--- Testo estratto ---
Il primo ministro indiano Narendra Modi ha preso l’iniziativa di invitare l’Unione africana (UA) a entrare nel G20. Lo ha fatto contattando al riguardo tutti i governi dei Paesi membri, anche in forza del fatto che nel 2023 l’India ne detiene la presidenza. A tal proposito, si ricordi che il prossimo summit si terrà il 9 settembre a Nuova Delhi. L’India si pone così come leader dei paesi in via di sviluppo e del cosiddetto Global South. Fa anche un passo in avanti nella sua aspirazione di diventare un membro permanente del Consiglio di Sicurezza dell’Onu.

Si tratta di una mossa di grande rilevanza rispetto al progressivo e necessario multilateralismo della politica globale, allo spostamento in corso dell’asse geopolitico dal Nord verso il Sud del mondo e al cambiamento delle istituzioni di Bretton Woods. D’altra parte, se è vero che l’Africa è il continente del futuro, è inconcepibile tenerla ai margini, mantenendo nei suoi confronti un atteggiamento di vetusto sapore colonialista.

E’ da diversi anni che i governi africani e l’UA, il raggruppamento panafricano che raccoglie ben 55 Stati, operano per questo obiettivo. Nel febbraio di quest’anno il vertice dell’UA ha chiesto di far parte del G20. La proposta era stata presentata da Macky Sall, presidente del Senegal e allora anche dell’UA. Il vertice ha riaffermato “la necessità che l’Africa sia maggiormente coinvolta nei processi decisionali” sui temi della governance globale. Legittimo, opportuno e vera necessità.

All’ingresso dell’UA nel G20 sarebbero favorevoli 13 membri: Stati Uniti, Cina, Russia, India, Regno Unito, Francia, Germania, Italia, Brasile, Sudafrica, Indonesia, Giappone e UE. I non convinti e gli ostili sarebbero i restanti 7 paesi: Australia, Canada, Argentina, Messico, Corea del Sud, Arabia Saudita e Turchia. Come si può notare tra i membri c’è già l’Unione europea. L’UA non sarebbe un’eccezione.
--- Estratti delle voci ---
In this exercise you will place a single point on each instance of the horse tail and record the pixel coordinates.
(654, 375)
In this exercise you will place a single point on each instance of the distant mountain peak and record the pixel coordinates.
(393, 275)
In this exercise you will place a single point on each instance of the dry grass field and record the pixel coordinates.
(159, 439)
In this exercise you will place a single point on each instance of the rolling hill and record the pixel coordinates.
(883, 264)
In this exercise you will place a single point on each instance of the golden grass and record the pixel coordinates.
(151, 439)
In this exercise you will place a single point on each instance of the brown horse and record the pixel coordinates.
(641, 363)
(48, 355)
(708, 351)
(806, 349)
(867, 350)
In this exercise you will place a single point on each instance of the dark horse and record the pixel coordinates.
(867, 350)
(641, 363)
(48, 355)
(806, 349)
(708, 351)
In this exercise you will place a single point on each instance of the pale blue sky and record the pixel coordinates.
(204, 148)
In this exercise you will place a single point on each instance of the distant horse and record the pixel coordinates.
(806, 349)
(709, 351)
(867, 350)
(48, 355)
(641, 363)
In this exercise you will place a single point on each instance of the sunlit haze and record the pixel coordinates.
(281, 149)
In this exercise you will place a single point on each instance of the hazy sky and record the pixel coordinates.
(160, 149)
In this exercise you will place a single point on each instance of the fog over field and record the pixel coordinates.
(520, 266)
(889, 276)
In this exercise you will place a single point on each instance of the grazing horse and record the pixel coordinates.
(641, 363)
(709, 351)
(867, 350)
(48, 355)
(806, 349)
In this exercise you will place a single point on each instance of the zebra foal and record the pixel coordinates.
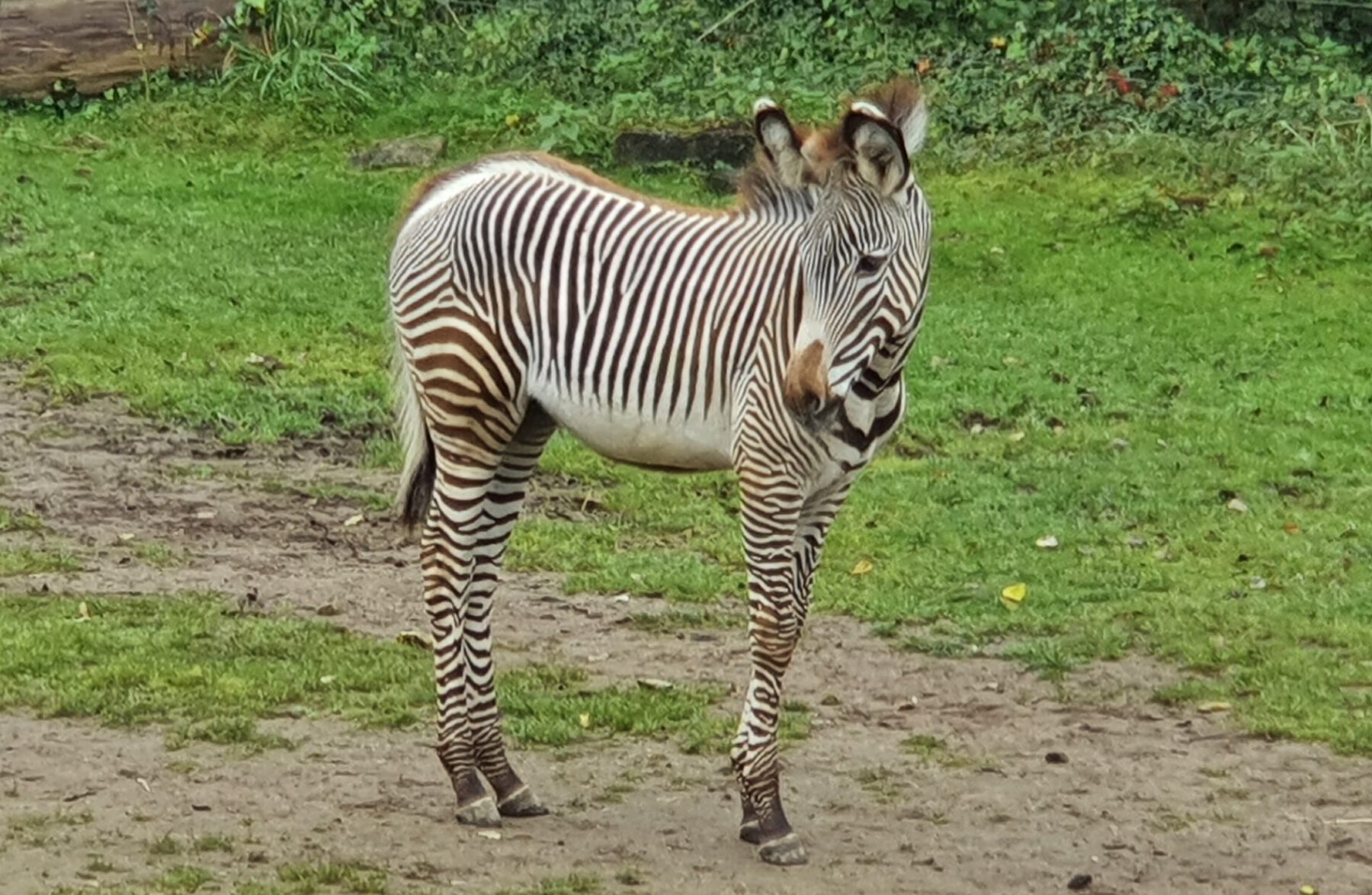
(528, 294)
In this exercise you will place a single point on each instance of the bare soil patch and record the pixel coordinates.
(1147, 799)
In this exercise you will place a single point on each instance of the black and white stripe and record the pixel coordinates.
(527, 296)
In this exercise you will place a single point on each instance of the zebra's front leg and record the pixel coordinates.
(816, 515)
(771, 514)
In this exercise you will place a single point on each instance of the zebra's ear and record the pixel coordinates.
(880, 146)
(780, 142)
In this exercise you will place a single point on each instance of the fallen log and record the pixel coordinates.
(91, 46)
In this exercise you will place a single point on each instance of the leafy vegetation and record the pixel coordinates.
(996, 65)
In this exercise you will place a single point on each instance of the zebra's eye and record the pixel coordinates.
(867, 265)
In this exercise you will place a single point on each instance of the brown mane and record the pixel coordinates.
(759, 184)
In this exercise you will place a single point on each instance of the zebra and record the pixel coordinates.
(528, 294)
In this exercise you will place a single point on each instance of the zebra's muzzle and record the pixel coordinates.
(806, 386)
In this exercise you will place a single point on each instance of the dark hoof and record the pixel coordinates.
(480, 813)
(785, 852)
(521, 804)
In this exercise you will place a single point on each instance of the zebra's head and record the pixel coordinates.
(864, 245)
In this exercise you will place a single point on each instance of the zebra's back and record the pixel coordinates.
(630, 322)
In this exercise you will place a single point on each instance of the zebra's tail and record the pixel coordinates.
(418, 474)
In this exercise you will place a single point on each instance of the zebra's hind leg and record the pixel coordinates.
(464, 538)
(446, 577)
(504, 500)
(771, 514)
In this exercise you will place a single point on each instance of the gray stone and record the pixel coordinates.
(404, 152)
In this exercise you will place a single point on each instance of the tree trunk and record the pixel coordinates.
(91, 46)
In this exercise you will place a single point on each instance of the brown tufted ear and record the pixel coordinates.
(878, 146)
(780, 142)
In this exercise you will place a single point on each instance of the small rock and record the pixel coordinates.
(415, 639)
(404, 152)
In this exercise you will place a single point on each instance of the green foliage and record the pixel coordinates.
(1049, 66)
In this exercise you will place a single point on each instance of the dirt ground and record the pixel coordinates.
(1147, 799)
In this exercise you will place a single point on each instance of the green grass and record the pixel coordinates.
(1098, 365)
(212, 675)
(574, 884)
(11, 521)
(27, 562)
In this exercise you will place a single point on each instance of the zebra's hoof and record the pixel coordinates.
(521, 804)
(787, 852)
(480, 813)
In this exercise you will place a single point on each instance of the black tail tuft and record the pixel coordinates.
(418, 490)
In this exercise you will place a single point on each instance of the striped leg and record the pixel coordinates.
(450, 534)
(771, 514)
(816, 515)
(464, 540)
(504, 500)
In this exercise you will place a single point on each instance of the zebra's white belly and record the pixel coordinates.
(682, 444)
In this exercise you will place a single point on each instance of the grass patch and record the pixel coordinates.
---
--- Estratti delle voci ---
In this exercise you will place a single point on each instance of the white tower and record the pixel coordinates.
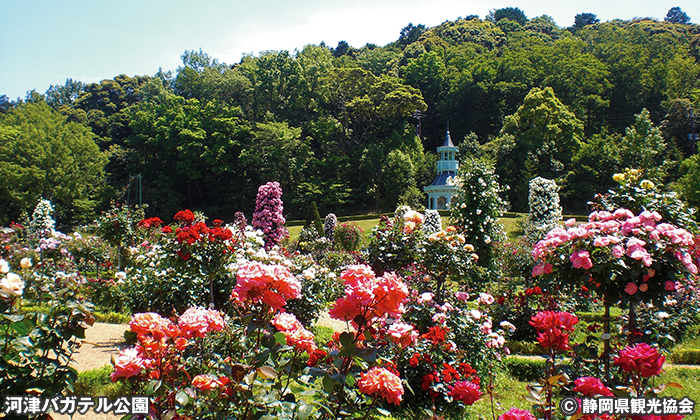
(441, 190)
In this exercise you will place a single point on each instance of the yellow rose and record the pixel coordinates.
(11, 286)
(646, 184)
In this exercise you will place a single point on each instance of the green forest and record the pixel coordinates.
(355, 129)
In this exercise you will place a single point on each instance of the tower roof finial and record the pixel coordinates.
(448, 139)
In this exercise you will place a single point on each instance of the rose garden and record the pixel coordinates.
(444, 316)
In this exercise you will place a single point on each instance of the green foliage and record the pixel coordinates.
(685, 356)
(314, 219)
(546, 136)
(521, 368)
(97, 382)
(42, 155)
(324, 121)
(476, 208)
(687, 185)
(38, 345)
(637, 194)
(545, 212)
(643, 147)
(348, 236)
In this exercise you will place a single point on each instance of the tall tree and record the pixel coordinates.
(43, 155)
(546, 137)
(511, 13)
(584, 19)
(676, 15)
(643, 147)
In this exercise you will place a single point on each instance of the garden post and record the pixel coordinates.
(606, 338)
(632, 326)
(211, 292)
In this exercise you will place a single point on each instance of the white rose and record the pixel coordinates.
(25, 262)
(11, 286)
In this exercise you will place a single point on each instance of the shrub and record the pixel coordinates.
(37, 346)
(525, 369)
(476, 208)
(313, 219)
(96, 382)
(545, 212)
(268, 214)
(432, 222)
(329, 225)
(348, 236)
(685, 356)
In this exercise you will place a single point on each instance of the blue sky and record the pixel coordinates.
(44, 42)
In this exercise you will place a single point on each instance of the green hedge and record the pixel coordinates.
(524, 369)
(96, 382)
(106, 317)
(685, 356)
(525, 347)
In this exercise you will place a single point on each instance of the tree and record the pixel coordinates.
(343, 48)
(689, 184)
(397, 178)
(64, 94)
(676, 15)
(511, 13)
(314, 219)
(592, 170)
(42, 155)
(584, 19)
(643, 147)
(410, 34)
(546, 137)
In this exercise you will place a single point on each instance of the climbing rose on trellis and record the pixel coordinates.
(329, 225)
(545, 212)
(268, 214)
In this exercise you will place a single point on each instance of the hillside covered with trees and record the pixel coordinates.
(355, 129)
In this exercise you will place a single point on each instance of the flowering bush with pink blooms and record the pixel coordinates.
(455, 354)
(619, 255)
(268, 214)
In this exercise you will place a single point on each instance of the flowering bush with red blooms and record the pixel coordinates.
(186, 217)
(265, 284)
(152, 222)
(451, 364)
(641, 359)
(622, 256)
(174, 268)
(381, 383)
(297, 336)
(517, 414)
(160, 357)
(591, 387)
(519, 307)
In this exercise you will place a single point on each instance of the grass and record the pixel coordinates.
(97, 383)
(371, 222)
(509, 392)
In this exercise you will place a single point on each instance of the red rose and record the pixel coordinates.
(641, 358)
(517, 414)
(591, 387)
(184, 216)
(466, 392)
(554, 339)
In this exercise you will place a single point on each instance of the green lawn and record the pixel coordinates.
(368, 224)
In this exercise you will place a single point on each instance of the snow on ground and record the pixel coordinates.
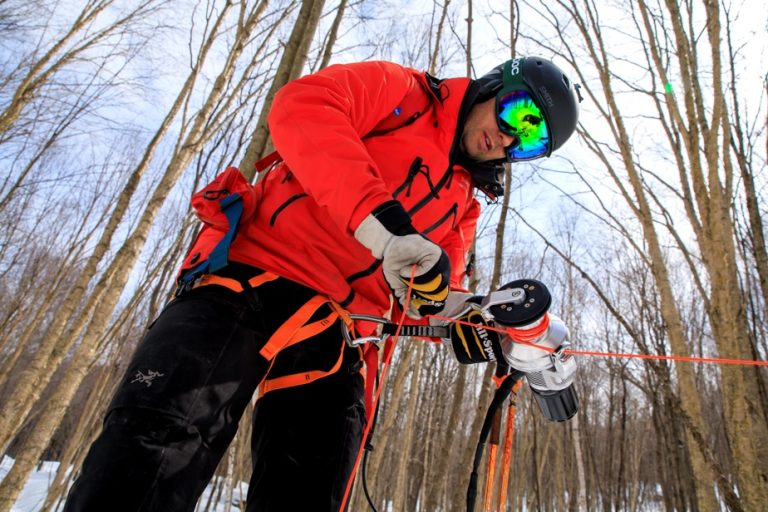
---
--- Estratti delle voci ---
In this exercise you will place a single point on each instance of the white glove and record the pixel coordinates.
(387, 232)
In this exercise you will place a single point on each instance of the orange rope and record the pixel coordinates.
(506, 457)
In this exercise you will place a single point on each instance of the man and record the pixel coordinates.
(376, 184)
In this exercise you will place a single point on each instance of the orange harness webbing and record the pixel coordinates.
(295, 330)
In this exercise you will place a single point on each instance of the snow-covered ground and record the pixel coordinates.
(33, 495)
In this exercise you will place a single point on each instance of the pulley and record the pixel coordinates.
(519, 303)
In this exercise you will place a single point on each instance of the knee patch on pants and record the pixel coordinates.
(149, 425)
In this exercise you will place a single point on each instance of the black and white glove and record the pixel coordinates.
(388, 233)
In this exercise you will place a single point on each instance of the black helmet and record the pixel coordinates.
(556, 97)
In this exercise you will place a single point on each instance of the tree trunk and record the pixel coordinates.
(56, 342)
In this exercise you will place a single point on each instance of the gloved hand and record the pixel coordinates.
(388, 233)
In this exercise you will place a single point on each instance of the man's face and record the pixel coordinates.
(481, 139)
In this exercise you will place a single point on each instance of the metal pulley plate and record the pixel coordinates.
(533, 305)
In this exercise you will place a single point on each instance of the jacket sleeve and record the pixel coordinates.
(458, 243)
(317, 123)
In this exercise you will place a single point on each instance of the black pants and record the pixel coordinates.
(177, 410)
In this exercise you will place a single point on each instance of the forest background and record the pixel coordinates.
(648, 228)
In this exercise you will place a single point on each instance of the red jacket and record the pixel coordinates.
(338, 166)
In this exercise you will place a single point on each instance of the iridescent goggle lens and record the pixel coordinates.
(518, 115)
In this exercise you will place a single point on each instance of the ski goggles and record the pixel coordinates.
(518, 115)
---
**Consegna esercizio**
Per ciascuna delle affermazioni seguenti indicate se concorda con il testo sull’ingresso dell’Unione africana nel G20, rispondendo sì o no e citando alla lettera le parole del testo che lo stabiliscono. 1. Il prossimo summit del G20 si terrà a Nuova Delhi. 2. La richiesta dell’UA di entrare nel G20 fu presentata dal presidente del Sudafrica. 3. L’Italia figura tra i membri contrari all’ingresso dell’UA nel G20.

**Risposta**
1. Sì: "il prossimo summit si terrà il 9 settembre a Nuova Delhi".
2. No: "La proposta era stata presentata da Macky Sall, presidente del Senegal e allora anche dell’UA".
3. No: "All’ingresso dell’UA nel G20 sarebbero favorevoli 13 membri: Stati Uniti, Cina, Russia, India, Regno Unito, Francia, Germania, Italia".